* **SOURCE MATERIAL**
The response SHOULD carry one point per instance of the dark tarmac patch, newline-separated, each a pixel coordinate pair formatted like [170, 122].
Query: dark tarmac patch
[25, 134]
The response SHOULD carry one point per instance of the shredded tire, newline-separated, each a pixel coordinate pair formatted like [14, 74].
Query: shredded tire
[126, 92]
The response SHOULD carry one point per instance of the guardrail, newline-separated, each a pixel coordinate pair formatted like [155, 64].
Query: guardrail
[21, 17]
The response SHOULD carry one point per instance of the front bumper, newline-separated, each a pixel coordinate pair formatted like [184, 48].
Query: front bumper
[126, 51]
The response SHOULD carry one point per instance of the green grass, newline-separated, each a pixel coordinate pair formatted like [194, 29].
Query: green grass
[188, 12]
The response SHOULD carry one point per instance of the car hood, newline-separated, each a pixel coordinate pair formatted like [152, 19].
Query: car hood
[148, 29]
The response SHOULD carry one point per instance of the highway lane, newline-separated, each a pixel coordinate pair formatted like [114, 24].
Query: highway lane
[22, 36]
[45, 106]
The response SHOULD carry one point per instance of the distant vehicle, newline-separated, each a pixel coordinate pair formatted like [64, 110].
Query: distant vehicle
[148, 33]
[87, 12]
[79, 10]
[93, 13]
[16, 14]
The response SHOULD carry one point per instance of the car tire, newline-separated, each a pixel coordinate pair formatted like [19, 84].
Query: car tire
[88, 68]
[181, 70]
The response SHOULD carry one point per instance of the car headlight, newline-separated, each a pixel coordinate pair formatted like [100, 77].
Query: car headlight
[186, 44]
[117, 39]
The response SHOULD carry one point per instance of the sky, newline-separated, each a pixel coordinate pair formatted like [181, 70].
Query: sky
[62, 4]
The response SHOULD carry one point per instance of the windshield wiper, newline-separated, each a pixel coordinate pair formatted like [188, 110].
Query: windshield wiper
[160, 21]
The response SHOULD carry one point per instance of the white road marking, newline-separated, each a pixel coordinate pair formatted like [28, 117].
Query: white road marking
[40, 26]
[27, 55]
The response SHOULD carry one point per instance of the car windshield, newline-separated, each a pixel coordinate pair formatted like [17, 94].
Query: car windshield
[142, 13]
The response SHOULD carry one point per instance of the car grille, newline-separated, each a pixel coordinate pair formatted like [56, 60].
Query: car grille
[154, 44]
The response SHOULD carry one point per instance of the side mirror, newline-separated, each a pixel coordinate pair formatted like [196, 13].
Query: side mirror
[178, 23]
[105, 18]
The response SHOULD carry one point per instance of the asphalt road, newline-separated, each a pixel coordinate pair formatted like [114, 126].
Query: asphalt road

* **PROBLEM REQUIREMENTS**
Copy the entire listing above word for word, from its first line through its last.

* **RESPONSE**
The response SHOULD carry one point per instance of the dark tarmac patch, newline-separated, each a pixel coordinate pair formatted like [170, 122].
Query: dark tarmac patch
[25, 134]
The response SHOULD carry one point per instance of the shredded tire, newline-separated, each a pixel coordinate pair formatted like [14, 74].
Query: shredded tire
[126, 92]
The response SHOULD carry one point per instance of the guardrail, newline-separated, each a pixel coordinate pair formatted like [155, 64].
Query: guardrail
[21, 17]
The response SHOULD carry one point per instance of the front bumper, newline-separated, each a pixel coordinate pair formatted like [184, 48].
Query: front bumper
[126, 51]
The response SHOULD carry one point per instance of the green grass, newline-separated, each a pixel coordinate pair formatted like [194, 29].
Query: green grass
[188, 12]
The response SHOULD carry one point per instance of the car hood, newline-separated, each a pixel coordinate pair formatted like [152, 19].
Query: car hood
[148, 29]
The response SHOULD carry one point per instance of the highway lane, newline-separated, each a pixel coordinate pair formatted like [114, 24].
Query: highway lane
[22, 36]
[45, 106]
The response SHOULD carry one point per instance of the distant vehicle, newline-separated, each a pixel coordinate pair formatted like [64, 110].
Query: distant vehicle
[148, 33]
[87, 12]
[79, 10]
[93, 13]
[16, 14]
The response SHOULD carry one point per instance of the car tire, newline-separated, each a pixel coordinate pair formatted like [19, 84].
Query: car tire
[88, 68]
[181, 70]
The response SHOULD carry one point per instance of the car headlight, newline-separated, each a pixel coordinate pair formatted like [100, 77].
Query: car headlight
[186, 44]
[117, 39]
The response SHOULD carry one point per instance of the sky, newline-separated, each a pixel coordinate pair formatted like [181, 70].
Query: sky
[62, 4]
The response SHOULD carry one point per instance of the windshield wiper, newline-separated, each a pixel coordinate pair formatted like [188, 110].
Query: windshield wiper
[160, 21]
The response SHOULD carry one point per instance of the white road marking, newline-separated, each a pixel coordinate pair formatted like [28, 117].
Query: white road marking
[40, 26]
[27, 55]
The response SHOULD carry one point per instance of the car windshield, newline-separated, each a pixel coordinate pair formatted like [17, 94].
Query: car windshield
[142, 13]
The response SHOULD carry one point per instance of the car grille, newline-separated, each a pixel coordinate pair formatted like [56, 60].
Query: car grille
[154, 44]
The response SHOULD carry one point per instance of the side mirror, newline-separated, each a pixel coordinate pair formatted like [196, 13].
Query: side mirror
[178, 23]
[105, 18]
The response SHOULD carry one point per instance of the asphalt road, newline-separated, each a pixel coordinate pair formatted like [114, 126].
Query: asphalt road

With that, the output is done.